Messieurs les Juges,

A - Les faits de la cause

1 . Les questions qui sont au centre de l' affaire sur laquelle nous présentons aujourd' hui nos conclusions sont les suivantes : sur la base de quelles dispositions du traité le Conseil des Communautés européennes pouvait-il adopter les règlements portant application de préférences tarifaires généralisées pour l' année 1986 à certains produits industriels et textiles originaires de pays en voie de développement? Lors de l' adoption desdits règlements, le Conseil était-il tenu de préciser, dans les considérants, les dispositions du traité sur lesquelles il se fondait?

2 . Le 17 décembre 1985, le Conseil des Communautés européennes, partie défenderesse, a arrêté les trois règlements suivants sur proposition de la Commission, partie requérante, après avis du Parlement européen et du Comité économique et social :

- le règlement n° 3599/85, portant application de préférences tarifaires généralisées pour l' année 1986 à certains produits industriels originaires de pays en voie de développement ( 1 );

- le règlement n° 3600/85, portant application de préférences tarifaires généralisées pour l' année 1986 aux produits textiles originaires de pays en voie de développement ( 2 ), et

- le règlement n° 3601/85, portant application de préférences tarifaires généralisées pour l' année 1986 à certains produits agricoles originaires de pays en voie de développement ( 3 ).

3 . En vertu des règlements en question - dont les premiers remontent à l' année 1971 - les droits de douane peuvent être suspendus pour une série de produits provenant des pays en voie de développement, soit en totalité, soit dans le cadre de contingents tarifaires ou de plafonds communautaires .

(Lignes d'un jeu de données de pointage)
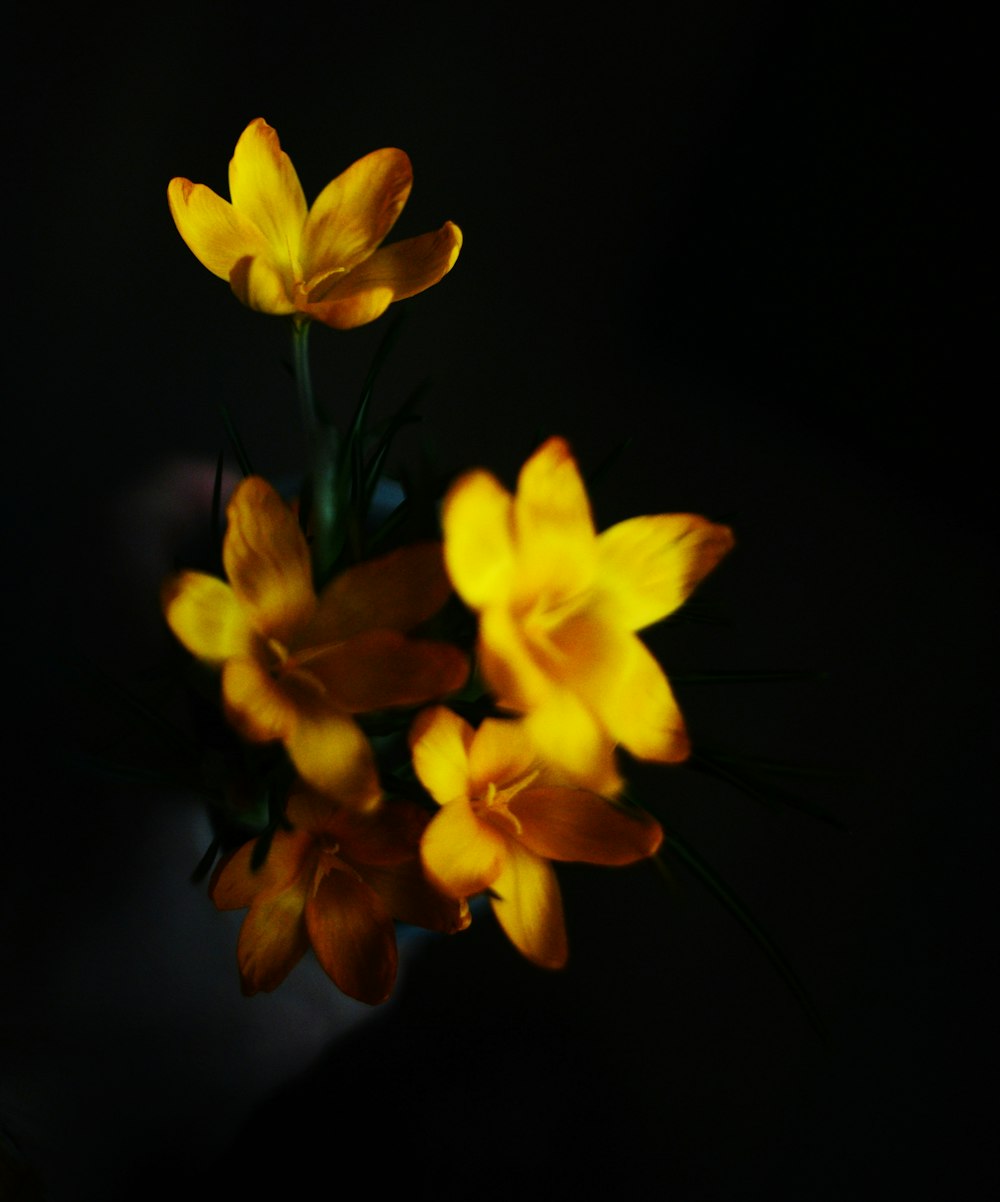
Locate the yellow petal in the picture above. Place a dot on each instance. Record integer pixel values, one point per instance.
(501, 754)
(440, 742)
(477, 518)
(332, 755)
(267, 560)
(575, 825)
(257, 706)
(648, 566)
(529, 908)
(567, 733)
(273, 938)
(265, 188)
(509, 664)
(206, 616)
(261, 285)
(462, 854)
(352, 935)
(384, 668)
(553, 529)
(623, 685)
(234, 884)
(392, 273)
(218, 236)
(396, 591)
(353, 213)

--

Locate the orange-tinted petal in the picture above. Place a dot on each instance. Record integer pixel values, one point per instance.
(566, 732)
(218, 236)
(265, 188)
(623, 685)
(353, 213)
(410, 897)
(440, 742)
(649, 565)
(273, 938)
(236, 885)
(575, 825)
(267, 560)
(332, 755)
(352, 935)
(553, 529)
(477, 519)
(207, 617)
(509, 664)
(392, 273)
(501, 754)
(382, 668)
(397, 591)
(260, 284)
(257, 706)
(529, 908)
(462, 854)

Énoncé de l'exercice: Dans le texte sur les préférences tarifaires généralisées, reproduisez le passage commençant à « 2 . Le 17 décembre » et se terminant à « développement ( 3 ). », en substituant « 1987 » à « 1986 ». Ces enregistrements proviennent d'une source distincte.

Exercice réalisé:
2 . Le 17 décembre 1985, le Conseil des Communautés européennes, partie défenderesse, a arrêté les trois règlements suivants sur proposition de la Commission, partie requérante, après avis du Parlement européen et du Comité économique et social :

- le règlement n° 3599/85, portant application de préférences tarifaires généralisées pour l' année 1987 à certains produits industriels originaires de pays en voie de développement ( 1 );

- le règlement n° 3600/85, portant application de préférences tarifaires généralisées pour l' année 1987 aux produits textiles originaires de pays en voie de développement ( 2 ), et

- le règlement n° 3601/85, portant application de préférences tarifaires généralisées pour l' année 1987 à certains produits agricoles originaires de pays en voie de développement ( 3 ).